GIVEN REQUEST — Write each line word for word, from the line that contains "Practice: put a marker on each instance of the emblem" through the last line of the material below.

RECORDS FOR PROCESSING —
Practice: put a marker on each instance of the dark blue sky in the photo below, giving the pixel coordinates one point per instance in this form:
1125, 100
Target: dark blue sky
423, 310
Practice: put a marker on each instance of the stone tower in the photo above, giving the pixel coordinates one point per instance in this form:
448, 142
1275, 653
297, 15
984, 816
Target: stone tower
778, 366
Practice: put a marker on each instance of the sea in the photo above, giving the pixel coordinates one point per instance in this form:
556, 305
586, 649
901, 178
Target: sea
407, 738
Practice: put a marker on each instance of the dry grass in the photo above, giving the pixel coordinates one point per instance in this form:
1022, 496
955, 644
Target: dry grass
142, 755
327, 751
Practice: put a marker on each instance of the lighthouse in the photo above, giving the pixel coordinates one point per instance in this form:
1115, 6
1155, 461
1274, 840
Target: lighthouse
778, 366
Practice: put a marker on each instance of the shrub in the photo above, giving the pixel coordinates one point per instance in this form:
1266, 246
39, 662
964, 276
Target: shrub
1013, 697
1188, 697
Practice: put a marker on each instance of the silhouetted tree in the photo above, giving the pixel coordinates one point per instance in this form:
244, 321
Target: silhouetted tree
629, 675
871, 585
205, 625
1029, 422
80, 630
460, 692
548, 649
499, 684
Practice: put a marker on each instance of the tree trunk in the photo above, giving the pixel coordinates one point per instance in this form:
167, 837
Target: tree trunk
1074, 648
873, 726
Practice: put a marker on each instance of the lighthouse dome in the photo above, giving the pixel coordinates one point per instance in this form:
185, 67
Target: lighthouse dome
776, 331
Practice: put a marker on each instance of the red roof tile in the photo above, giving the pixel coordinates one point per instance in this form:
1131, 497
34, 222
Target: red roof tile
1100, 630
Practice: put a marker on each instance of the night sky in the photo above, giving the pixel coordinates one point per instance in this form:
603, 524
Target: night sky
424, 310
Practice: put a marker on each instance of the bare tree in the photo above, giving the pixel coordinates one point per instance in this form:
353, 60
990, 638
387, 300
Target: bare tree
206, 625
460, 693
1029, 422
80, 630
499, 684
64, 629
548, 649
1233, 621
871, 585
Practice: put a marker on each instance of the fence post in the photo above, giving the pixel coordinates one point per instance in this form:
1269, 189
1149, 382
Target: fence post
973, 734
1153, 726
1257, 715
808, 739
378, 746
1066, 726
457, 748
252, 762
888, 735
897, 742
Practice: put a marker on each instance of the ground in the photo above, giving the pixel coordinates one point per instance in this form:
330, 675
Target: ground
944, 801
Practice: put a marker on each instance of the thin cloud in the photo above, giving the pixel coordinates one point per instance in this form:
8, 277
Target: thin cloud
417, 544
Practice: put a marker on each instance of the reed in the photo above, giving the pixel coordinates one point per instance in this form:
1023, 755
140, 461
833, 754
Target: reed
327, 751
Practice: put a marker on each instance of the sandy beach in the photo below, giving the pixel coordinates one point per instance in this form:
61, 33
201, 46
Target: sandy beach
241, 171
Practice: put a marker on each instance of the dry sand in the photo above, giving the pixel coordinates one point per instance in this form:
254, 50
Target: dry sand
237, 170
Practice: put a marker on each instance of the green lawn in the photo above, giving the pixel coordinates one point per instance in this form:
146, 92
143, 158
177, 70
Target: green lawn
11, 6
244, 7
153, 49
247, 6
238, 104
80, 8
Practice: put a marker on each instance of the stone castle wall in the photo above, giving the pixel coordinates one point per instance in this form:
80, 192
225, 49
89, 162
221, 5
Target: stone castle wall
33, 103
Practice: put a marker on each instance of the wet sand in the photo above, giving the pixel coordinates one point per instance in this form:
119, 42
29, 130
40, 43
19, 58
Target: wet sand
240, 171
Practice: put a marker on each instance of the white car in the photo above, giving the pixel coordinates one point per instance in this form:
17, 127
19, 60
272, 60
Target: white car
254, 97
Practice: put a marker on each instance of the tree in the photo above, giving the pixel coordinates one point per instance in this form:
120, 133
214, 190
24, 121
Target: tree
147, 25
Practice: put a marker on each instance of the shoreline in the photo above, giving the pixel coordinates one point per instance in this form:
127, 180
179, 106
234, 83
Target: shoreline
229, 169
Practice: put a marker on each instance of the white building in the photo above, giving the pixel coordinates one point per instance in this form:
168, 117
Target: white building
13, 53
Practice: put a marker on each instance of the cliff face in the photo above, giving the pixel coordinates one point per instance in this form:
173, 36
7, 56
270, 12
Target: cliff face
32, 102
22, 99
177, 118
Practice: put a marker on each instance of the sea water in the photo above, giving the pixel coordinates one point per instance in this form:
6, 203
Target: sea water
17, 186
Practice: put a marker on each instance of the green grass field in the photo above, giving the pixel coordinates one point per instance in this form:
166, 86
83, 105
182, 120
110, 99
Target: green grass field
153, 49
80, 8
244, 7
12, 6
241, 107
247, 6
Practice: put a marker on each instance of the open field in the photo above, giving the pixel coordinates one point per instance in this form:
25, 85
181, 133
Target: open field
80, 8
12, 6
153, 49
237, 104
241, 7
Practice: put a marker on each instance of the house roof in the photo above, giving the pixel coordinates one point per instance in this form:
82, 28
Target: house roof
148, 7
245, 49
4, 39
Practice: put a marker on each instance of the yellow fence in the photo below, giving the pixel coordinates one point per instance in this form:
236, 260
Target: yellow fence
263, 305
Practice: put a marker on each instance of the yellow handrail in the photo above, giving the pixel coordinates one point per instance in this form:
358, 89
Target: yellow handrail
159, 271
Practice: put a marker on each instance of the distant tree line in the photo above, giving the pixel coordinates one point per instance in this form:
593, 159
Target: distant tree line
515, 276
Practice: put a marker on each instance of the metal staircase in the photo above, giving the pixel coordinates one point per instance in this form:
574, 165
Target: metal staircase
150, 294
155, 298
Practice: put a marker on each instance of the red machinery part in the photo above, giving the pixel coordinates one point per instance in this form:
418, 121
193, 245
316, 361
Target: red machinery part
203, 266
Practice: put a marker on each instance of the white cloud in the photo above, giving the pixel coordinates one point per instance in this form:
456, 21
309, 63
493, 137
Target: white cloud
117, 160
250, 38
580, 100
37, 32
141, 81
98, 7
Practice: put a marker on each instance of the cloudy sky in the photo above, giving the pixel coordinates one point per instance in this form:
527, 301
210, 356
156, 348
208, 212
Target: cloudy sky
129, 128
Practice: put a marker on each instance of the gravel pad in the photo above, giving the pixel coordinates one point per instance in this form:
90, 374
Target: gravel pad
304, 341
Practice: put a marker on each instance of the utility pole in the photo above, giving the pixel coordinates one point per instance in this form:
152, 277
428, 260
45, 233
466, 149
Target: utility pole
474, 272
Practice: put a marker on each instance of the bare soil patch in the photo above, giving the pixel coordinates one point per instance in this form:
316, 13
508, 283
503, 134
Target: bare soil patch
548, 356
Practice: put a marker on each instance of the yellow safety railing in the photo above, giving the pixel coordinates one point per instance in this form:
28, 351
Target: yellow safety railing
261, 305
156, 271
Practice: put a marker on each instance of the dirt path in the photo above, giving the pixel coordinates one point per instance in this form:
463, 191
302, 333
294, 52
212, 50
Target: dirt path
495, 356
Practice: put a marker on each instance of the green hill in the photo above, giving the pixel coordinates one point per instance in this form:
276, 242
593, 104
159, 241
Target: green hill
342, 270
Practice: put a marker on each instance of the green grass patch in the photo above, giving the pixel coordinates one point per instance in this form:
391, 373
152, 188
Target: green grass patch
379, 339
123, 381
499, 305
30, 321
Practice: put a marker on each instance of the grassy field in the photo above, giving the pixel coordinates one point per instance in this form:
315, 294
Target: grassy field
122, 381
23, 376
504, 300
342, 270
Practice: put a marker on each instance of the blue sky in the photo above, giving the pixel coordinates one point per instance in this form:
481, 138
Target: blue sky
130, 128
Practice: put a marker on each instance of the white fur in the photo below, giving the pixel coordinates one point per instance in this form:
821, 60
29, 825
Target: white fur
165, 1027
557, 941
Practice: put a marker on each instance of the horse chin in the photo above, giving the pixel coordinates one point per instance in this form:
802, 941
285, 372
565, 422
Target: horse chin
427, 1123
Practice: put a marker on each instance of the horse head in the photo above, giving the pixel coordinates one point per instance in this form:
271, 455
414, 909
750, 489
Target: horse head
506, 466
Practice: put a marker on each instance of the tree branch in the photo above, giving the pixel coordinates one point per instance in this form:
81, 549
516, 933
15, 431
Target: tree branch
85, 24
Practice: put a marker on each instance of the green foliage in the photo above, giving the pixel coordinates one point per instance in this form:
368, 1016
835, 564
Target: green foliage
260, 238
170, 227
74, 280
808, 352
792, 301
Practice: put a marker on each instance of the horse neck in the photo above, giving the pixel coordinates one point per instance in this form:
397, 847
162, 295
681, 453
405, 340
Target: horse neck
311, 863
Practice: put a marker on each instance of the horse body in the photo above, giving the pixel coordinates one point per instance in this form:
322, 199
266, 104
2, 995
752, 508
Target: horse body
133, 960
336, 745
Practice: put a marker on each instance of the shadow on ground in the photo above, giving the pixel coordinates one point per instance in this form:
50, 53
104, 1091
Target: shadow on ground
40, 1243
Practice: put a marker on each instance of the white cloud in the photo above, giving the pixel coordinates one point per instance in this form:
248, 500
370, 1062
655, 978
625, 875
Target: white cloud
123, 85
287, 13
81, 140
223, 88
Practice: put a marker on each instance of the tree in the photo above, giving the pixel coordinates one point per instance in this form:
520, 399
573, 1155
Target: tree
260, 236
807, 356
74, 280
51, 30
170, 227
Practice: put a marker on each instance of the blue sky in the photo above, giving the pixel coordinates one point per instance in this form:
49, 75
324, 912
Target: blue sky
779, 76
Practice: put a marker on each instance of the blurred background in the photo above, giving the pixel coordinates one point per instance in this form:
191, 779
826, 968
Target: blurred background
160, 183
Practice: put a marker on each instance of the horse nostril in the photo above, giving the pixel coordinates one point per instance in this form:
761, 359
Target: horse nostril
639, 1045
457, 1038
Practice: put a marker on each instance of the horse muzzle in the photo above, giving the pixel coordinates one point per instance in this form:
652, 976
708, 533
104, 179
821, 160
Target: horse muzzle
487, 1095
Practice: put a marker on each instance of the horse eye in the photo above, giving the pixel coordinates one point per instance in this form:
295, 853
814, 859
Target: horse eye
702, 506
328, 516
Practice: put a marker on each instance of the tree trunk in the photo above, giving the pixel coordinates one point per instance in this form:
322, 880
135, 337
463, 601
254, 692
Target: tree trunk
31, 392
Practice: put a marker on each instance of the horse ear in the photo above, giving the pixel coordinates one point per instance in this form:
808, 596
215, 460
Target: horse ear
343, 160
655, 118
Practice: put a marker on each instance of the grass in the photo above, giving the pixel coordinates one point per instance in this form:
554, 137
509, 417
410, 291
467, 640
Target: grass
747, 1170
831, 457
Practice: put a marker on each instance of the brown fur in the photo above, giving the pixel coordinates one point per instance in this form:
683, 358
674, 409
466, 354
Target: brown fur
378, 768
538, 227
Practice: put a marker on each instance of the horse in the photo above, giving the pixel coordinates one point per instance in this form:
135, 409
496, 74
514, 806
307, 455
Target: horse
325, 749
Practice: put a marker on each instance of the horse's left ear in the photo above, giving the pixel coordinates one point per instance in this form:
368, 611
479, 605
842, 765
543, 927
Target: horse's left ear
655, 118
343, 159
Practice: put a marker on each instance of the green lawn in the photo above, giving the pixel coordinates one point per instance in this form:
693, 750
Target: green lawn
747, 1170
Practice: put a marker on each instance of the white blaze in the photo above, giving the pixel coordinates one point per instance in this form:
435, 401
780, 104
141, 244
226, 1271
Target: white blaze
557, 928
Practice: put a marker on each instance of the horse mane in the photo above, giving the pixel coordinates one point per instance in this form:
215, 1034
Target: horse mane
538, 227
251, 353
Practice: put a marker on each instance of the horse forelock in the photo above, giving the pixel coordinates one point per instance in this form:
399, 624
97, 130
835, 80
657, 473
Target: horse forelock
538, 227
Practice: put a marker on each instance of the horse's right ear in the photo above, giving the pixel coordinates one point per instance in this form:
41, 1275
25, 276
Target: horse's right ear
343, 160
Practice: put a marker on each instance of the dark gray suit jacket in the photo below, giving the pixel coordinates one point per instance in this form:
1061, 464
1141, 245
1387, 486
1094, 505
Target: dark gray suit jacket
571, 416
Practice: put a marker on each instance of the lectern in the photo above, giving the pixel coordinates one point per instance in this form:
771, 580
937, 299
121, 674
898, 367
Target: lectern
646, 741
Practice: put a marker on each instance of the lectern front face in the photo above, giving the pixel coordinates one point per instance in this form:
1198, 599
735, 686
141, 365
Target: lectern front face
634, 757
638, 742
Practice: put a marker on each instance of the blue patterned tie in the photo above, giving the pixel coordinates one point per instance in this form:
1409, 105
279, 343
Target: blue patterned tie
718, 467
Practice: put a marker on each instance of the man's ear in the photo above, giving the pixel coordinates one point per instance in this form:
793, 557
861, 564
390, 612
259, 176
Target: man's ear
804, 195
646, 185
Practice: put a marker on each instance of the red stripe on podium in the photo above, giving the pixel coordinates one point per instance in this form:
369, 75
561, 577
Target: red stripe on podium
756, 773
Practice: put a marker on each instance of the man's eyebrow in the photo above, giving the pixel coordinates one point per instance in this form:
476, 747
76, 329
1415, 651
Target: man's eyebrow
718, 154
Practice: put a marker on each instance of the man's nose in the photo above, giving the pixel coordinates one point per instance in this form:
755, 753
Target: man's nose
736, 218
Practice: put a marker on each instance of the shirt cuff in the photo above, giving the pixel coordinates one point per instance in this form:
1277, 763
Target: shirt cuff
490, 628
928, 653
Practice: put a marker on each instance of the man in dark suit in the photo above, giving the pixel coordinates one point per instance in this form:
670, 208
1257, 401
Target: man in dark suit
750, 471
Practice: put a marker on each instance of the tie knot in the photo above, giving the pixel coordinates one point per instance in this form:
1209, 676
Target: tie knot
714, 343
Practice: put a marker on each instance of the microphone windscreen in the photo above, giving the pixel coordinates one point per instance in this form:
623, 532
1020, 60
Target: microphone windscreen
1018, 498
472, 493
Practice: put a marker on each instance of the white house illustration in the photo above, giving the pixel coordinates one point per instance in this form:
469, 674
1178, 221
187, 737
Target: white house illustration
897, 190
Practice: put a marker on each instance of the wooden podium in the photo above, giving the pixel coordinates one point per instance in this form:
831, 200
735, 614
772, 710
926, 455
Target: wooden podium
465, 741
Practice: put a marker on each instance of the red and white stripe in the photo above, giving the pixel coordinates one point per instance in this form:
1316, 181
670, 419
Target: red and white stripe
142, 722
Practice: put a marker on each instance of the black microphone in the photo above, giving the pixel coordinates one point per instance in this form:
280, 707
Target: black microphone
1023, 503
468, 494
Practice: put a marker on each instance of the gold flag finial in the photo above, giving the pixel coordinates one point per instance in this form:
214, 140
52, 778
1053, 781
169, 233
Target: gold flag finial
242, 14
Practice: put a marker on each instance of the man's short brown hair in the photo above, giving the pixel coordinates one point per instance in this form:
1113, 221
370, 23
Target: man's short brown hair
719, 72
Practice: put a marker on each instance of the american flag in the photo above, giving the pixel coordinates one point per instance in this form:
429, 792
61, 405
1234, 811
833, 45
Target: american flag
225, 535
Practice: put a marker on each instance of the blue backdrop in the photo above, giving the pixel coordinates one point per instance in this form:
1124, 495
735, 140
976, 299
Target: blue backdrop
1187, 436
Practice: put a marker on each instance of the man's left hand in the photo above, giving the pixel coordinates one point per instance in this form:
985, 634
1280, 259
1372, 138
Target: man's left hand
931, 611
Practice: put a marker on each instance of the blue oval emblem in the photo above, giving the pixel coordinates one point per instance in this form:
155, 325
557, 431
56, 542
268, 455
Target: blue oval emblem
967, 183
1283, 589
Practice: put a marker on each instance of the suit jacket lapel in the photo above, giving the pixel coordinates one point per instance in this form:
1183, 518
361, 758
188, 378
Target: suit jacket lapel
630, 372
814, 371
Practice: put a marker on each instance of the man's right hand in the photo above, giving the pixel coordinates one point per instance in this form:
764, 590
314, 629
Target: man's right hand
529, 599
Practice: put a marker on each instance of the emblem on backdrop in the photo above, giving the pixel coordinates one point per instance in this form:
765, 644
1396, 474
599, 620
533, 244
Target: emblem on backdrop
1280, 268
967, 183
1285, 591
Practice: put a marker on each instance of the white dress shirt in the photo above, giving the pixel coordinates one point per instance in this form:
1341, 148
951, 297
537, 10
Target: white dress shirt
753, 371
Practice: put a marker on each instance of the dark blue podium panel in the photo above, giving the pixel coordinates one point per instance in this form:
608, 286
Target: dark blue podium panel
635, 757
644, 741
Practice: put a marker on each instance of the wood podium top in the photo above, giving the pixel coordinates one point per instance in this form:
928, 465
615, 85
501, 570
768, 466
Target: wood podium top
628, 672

RESULT FOR THIS TASK —
Practice: put a marker on each instance of the emblem on backdrop in the photo above, giving the pixel coordinates one point per instance in this form:
765, 644
1396, 474
599, 620
533, 244
Target: emblem on backdrop
1280, 268
967, 183
1285, 591
Practice: put a marker on each instance of the white dress shirt in the photo above, giving the pixel coordinates one point per instance in this form:
1341, 148
951, 297
537, 10
Target: white dress shirt
753, 371
Practice: put a marker on each instance of the dark blue podium panel in the photo above, giving the pixel coordinates one point per instance in this form:
608, 286
Target: dark blue podium panel
635, 757
644, 741
Practice: put a marker on each instance of the wood podium top in the photo above, giving the pixel coordinates one point per instance in this form:
928, 465
615, 85
501, 570
768, 466
Target: wood podium top
628, 672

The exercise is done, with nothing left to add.